Exercise text ::
--- START ---

Context: We previously detected a dynamic wave of gray matter loss in childhood-onset schizophrenia that started in parietal association cortices and proceeded frontally to envelop dorsolateral prefrontal and temporal cortices, including superior temporal gyri.
Objective: To map gray matter loss rates across the medial hemispheric surface, including the cingulate and medial frontal cortex, in the same cohort studied previously.
Design: Five-year longitudinal study.
Setting: National Institute of Mental Health, Bethesda, Md. Subjects Twelve subjects with childhood-onset schizophrenia, 12 healthy controls, and 9 medication- and IQ-matched subjects with psychosis not otherwise specified.
Interventions: Three-dimensional magnetic resonance imaging at baseline and follow-up.
Main outcome measures: Gyral pattern and shape variations encoded by means of high-dimensional elastic deformation mappings driving each subject's cortical anatomy onto a group average; changes in cortical gray matter mapped by computing warping fields that matched sulcal patterns across hemispheres, subjects, and time.

--- END ---

Tasks to perform ::
A: Do the following statements agree with the schizophrenia study abstract? For each, answer yes or no and quote the deciding words.
(i) The study followed its subjects over five years.
(ii) The earlier wave of gray matter loss began in frontal cortices.
(iii) Magnetic resonance imaging was done only at baseline.
B: Continue the schizophrenia study abstract from where it stops.

Given information ::
--- START ---

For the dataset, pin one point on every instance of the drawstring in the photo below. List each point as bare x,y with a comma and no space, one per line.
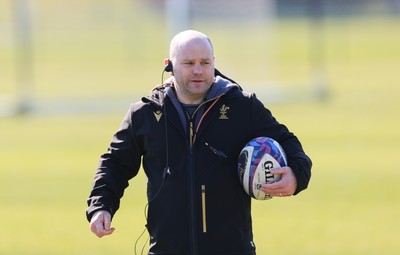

--- END ---

Outputs for the tasks ::
A:
(i) Yes: "Five-year longitudinal study."
(ii) No: "started in parietal association cortices and proceeded frontally"
(iii) No: "Three-dimensional magnetic resonance imaging at baseline and follow-up."

B:
Results: Selective, severe frontal gray matter loss occurred bilaterally in a dorsal-to-ventral pattern across the medial hemispheric surfaces in the schizophrenic subjects. A sharp boundary in the pattern of gray matter loss separated frontal regions and cingulate-limbic areas.
Conclusion: Frontal and limbic regions may not be equally vulnerable to gray matter attrition, which is consistent with the cognitive, metabolic, and functional vulnerability of the frontal cortices in schizophrenia.